(REQUIREMENT):
Copy out the material below from the line with "Mark one point on each instance of the treeline" to the line with "[(176, 117), (191, 117), (230, 117), (213, 117)]", including both of those lines. Leave the pictures out of your copy.

Excerpts from a location annotation dataset:
-- BEGIN --

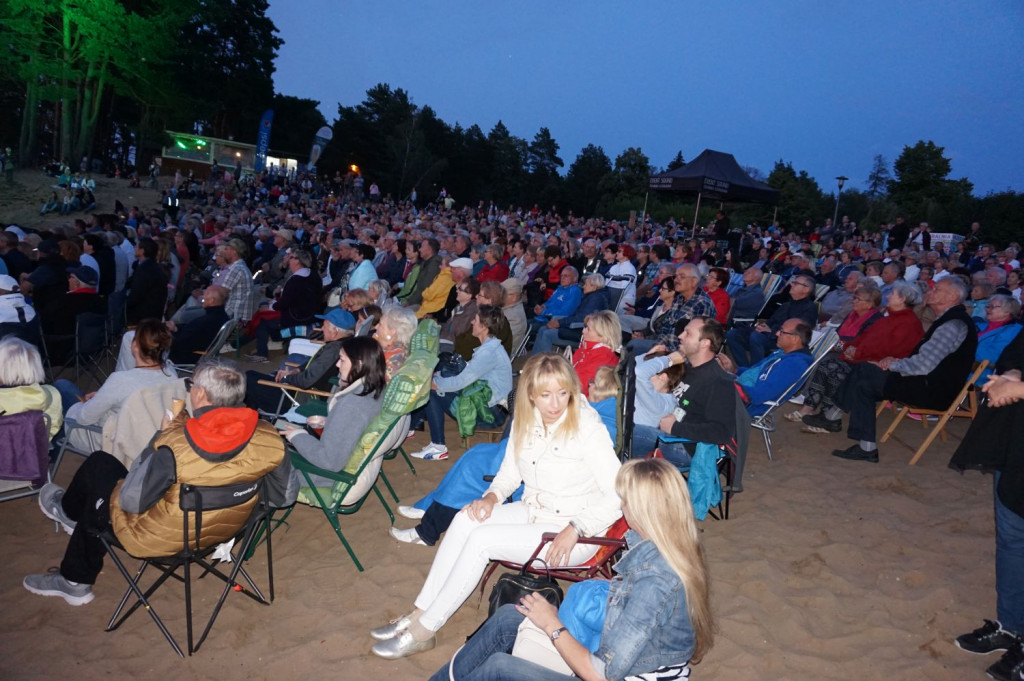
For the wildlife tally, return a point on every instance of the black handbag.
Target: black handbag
(511, 587)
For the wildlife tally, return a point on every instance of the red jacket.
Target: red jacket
(589, 358)
(895, 335)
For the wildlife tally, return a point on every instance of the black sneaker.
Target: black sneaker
(1011, 665)
(820, 423)
(986, 639)
(856, 454)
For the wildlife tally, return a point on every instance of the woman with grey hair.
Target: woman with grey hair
(20, 383)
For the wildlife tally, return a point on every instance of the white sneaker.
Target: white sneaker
(431, 452)
(408, 536)
(411, 512)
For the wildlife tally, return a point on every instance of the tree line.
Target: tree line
(95, 78)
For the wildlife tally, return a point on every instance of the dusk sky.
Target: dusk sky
(823, 85)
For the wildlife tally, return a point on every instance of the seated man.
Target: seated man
(750, 344)
(141, 506)
(707, 408)
(314, 373)
(930, 378)
(190, 337)
(767, 380)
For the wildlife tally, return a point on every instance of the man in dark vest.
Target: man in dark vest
(930, 378)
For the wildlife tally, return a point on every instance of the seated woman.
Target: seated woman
(352, 407)
(150, 346)
(465, 480)
(393, 333)
(564, 459)
(894, 335)
(489, 364)
(20, 383)
(655, 380)
(657, 619)
(602, 337)
(998, 329)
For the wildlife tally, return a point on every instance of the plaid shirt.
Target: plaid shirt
(237, 279)
(699, 304)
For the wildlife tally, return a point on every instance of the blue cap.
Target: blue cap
(339, 317)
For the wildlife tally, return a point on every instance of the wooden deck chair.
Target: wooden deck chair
(350, 486)
(965, 407)
(611, 543)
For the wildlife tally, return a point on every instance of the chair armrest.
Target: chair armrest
(294, 388)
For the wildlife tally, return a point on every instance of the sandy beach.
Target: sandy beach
(826, 569)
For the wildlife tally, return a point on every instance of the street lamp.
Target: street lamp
(842, 180)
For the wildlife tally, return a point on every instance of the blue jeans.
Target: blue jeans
(485, 656)
(645, 440)
(1009, 566)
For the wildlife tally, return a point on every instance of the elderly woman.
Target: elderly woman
(489, 364)
(894, 335)
(393, 333)
(150, 346)
(20, 383)
(996, 331)
(562, 455)
(602, 337)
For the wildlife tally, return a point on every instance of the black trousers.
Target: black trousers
(87, 502)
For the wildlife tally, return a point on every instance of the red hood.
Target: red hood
(222, 430)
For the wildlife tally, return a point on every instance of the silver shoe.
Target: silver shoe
(402, 645)
(392, 629)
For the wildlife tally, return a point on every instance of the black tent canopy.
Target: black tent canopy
(715, 175)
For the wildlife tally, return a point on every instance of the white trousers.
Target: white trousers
(468, 547)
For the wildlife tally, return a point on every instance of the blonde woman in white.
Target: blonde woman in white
(562, 454)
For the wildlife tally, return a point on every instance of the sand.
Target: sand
(826, 569)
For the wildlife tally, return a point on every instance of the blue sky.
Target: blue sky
(823, 85)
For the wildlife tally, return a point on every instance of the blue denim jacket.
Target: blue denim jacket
(647, 625)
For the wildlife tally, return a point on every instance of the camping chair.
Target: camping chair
(599, 564)
(25, 462)
(965, 407)
(195, 501)
(350, 488)
(766, 421)
(213, 349)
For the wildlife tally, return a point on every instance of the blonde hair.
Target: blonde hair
(605, 324)
(659, 509)
(604, 384)
(539, 371)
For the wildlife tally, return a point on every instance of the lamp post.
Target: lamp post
(842, 180)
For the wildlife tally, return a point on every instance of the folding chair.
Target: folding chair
(198, 549)
(350, 490)
(25, 462)
(598, 565)
(765, 422)
(964, 407)
(213, 349)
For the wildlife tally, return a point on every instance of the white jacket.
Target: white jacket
(564, 480)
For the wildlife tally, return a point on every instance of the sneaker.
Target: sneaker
(408, 536)
(411, 512)
(856, 454)
(1011, 666)
(987, 638)
(49, 502)
(431, 452)
(819, 421)
(53, 584)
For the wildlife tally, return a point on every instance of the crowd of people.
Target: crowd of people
(704, 316)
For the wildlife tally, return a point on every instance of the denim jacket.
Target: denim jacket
(647, 625)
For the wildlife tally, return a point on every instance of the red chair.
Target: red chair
(598, 565)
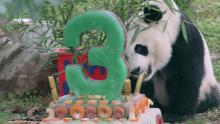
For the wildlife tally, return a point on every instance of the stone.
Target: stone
(21, 69)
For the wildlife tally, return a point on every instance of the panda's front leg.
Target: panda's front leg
(183, 94)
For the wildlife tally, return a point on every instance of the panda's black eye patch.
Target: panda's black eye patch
(152, 14)
(140, 49)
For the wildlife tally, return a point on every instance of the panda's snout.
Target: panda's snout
(136, 71)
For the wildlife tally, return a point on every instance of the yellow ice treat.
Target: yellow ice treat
(139, 84)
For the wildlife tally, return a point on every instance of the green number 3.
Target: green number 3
(109, 56)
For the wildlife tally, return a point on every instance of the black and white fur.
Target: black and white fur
(179, 72)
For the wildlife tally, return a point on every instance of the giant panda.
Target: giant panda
(178, 72)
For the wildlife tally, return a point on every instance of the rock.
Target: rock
(21, 70)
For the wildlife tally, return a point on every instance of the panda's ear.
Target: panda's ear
(152, 14)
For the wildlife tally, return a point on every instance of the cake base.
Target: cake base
(150, 116)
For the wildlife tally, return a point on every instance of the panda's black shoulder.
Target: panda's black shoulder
(189, 42)
(187, 61)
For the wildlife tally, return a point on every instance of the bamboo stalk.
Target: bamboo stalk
(139, 84)
(53, 88)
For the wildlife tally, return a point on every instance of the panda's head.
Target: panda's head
(151, 34)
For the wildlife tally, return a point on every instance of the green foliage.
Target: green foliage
(11, 102)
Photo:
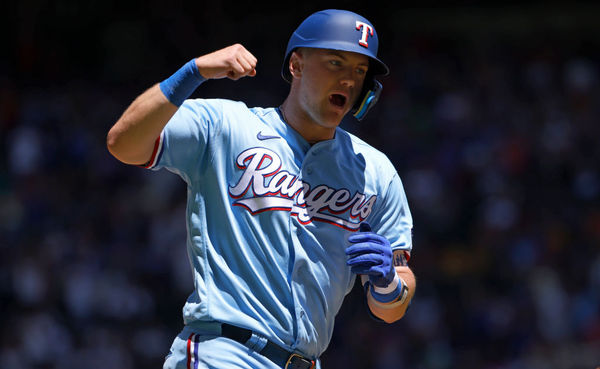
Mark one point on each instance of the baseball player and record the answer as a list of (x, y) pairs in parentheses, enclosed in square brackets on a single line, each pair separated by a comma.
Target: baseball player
[(284, 208)]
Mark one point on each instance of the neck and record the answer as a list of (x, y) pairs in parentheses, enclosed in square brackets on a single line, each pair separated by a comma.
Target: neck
[(304, 124)]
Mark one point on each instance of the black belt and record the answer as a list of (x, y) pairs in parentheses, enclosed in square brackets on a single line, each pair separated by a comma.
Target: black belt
[(273, 352)]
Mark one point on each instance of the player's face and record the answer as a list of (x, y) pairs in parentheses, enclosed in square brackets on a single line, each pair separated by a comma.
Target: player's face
[(331, 81)]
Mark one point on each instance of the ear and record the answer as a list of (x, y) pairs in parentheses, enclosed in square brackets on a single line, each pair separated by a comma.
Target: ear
[(296, 64)]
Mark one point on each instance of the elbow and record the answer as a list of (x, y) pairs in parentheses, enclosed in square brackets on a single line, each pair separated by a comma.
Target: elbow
[(112, 143)]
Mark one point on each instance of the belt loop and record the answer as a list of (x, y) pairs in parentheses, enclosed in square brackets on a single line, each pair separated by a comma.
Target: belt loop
[(256, 342)]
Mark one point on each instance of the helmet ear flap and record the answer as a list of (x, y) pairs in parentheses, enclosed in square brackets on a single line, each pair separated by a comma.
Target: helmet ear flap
[(369, 96), (294, 65)]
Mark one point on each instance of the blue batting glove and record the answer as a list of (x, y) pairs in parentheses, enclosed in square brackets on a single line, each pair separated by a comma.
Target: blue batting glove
[(371, 254)]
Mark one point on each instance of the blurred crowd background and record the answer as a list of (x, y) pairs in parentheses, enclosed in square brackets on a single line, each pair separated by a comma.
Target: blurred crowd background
[(491, 116)]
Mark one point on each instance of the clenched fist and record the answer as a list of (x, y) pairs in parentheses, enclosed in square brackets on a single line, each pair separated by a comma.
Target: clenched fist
[(233, 62)]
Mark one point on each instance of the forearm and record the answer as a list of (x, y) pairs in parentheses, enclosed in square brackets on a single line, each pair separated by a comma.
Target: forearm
[(131, 139), (393, 311)]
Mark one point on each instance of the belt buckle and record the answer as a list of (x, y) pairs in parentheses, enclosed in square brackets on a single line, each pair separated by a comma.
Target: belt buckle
[(296, 361)]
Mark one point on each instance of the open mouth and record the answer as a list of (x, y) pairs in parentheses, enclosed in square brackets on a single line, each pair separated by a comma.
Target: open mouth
[(337, 100)]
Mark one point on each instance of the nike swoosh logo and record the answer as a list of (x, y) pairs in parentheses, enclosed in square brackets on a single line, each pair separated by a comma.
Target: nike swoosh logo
[(262, 137)]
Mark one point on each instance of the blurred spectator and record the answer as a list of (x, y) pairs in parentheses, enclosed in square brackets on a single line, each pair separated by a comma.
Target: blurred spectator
[(493, 129)]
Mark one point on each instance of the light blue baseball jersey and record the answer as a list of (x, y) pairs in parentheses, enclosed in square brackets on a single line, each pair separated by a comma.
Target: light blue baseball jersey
[(268, 216)]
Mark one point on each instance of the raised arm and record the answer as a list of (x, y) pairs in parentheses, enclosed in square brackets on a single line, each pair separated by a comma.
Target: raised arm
[(131, 139)]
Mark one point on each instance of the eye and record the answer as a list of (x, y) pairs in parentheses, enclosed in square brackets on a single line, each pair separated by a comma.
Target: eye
[(361, 71)]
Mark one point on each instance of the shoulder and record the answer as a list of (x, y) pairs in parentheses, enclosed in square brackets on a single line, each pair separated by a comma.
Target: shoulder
[(225, 107), (361, 148)]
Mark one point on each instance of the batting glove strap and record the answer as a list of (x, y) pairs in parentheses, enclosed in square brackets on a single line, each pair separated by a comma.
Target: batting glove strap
[(182, 83), (397, 291)]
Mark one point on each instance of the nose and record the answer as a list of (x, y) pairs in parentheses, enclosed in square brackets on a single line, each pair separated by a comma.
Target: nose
[(348, 78)]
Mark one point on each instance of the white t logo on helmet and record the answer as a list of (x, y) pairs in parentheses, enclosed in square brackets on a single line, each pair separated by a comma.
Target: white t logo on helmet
[(366, 31)]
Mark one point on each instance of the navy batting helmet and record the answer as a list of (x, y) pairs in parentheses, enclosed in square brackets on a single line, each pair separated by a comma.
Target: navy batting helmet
[(346, 31)]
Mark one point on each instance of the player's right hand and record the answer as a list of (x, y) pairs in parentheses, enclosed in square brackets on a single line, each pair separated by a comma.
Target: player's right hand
[(233, 62), (371, 254)]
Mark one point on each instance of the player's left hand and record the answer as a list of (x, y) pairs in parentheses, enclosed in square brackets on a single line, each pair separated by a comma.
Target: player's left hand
[(371, 254)]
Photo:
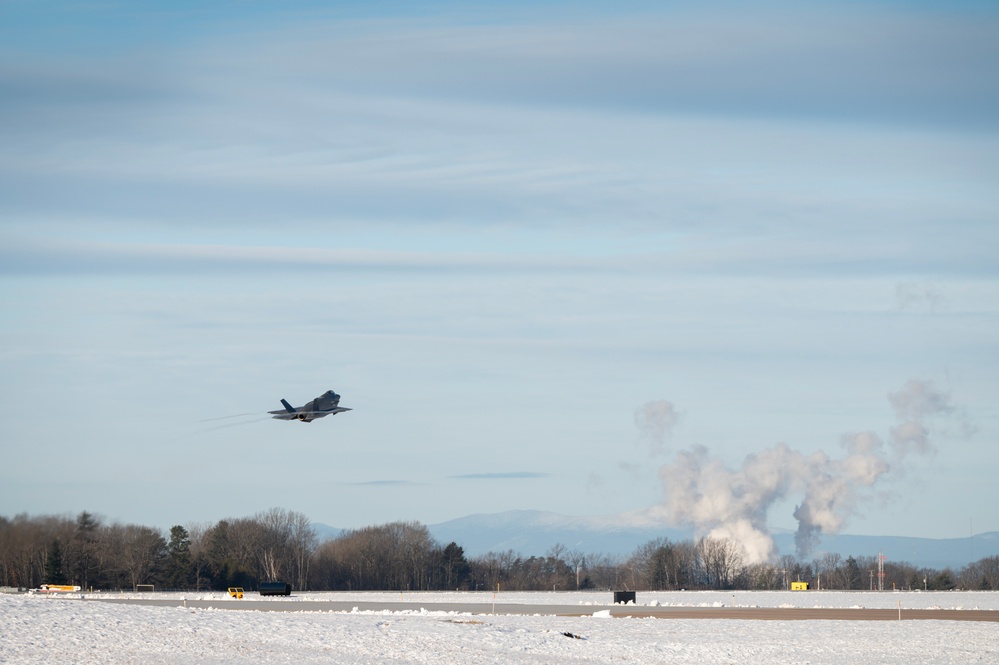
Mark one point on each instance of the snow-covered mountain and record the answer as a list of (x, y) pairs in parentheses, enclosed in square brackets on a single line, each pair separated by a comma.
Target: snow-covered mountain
[(531, 532)]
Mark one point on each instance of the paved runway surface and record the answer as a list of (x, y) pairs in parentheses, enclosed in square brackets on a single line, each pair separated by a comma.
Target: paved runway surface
[(637, 611)]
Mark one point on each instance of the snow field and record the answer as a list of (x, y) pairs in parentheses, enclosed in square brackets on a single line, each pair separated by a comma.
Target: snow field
[(35, 629)]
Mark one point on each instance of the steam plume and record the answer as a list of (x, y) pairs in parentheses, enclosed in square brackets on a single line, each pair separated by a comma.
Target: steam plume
[(655, 421), (719, 501)]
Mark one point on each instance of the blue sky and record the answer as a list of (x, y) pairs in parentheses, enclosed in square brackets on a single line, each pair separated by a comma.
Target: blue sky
[(499, 232)]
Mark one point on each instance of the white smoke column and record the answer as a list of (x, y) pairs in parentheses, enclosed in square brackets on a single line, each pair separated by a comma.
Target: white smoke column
[(917, 402), (835, 487), (718, 501), (726, 503), (655, 421)]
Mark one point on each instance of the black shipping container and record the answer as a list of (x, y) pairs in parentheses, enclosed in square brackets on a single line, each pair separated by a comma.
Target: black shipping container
[(275, 589)]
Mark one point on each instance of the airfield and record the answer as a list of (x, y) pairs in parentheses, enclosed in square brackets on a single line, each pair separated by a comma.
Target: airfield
[(333, 602), (821, 628)]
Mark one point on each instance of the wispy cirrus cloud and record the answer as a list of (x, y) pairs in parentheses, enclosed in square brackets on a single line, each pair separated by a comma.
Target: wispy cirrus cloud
[(502, 475)]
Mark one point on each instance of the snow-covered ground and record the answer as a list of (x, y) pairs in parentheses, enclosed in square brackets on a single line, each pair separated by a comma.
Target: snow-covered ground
[(958, 600), (40, 629)]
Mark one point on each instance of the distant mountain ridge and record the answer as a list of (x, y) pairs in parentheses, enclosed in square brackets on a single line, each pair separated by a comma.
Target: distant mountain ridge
[(534, 533)]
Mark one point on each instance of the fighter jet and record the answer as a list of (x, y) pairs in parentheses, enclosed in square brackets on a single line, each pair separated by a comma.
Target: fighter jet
[(327, 404)]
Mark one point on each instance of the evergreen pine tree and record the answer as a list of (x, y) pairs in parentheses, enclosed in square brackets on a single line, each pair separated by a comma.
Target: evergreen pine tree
[(179, 553), (53, 565)]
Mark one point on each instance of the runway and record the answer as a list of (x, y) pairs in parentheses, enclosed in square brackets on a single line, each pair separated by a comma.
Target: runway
[(620, 611)]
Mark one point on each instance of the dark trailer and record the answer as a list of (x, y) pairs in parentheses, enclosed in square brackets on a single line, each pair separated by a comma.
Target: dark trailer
[(275, 589)]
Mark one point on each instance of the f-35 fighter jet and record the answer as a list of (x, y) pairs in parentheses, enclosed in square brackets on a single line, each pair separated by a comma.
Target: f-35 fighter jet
[(327, 404)]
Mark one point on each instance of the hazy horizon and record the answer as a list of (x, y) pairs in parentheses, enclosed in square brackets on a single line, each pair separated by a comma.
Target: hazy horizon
[(727, 268)]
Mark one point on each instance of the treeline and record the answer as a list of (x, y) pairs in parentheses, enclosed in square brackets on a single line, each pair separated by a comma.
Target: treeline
[(282, 545)]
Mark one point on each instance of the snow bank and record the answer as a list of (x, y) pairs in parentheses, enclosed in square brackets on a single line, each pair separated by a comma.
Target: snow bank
[(65, 630)]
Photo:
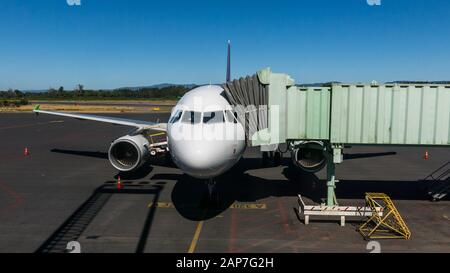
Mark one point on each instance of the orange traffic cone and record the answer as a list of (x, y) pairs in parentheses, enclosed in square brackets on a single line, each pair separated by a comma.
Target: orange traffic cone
[(119, 183)]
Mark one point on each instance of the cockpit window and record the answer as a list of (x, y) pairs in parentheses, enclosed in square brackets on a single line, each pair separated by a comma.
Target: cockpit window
[(176, 117), (191, 117), (230, 117), (213, 117)]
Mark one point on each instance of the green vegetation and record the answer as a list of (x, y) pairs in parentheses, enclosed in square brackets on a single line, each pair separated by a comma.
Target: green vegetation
[(13, 103), (79, 93)]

-- END --

(FULL SOLUTION):
Mark one point on each instance of the treeline and record the answer as a list of (x, y) pairs in parentheses, enclosed in square brackets on a single line, each pair separated by a comma.
Target: treeline
[(282, 545)]
Mark one point on each instance of the snow bank and record the answer as a list of (x, y) pairs in parentheses, enclosed in square brackets on a single line, each pair separated by a comma.
Target: snow bank
[(65, 630)]
Photo:
Mark one point on each instance of the orange traffic cone and record the answer as a list of (x, y) pairs in parentheses, enclosed in square brackets on a single line, each pair separated by a comma.
Target: orange traffic cone
[(119, 183)]
Mark one point on each instance of the cockpit window and record the answer as a list of (x, y) pairs in parentheses, enclosed in square brackets on a single line, each pair separated by a comma.
Target: cockpit window
[(176, 117), (191, 117), (230, 117), (213, 117)]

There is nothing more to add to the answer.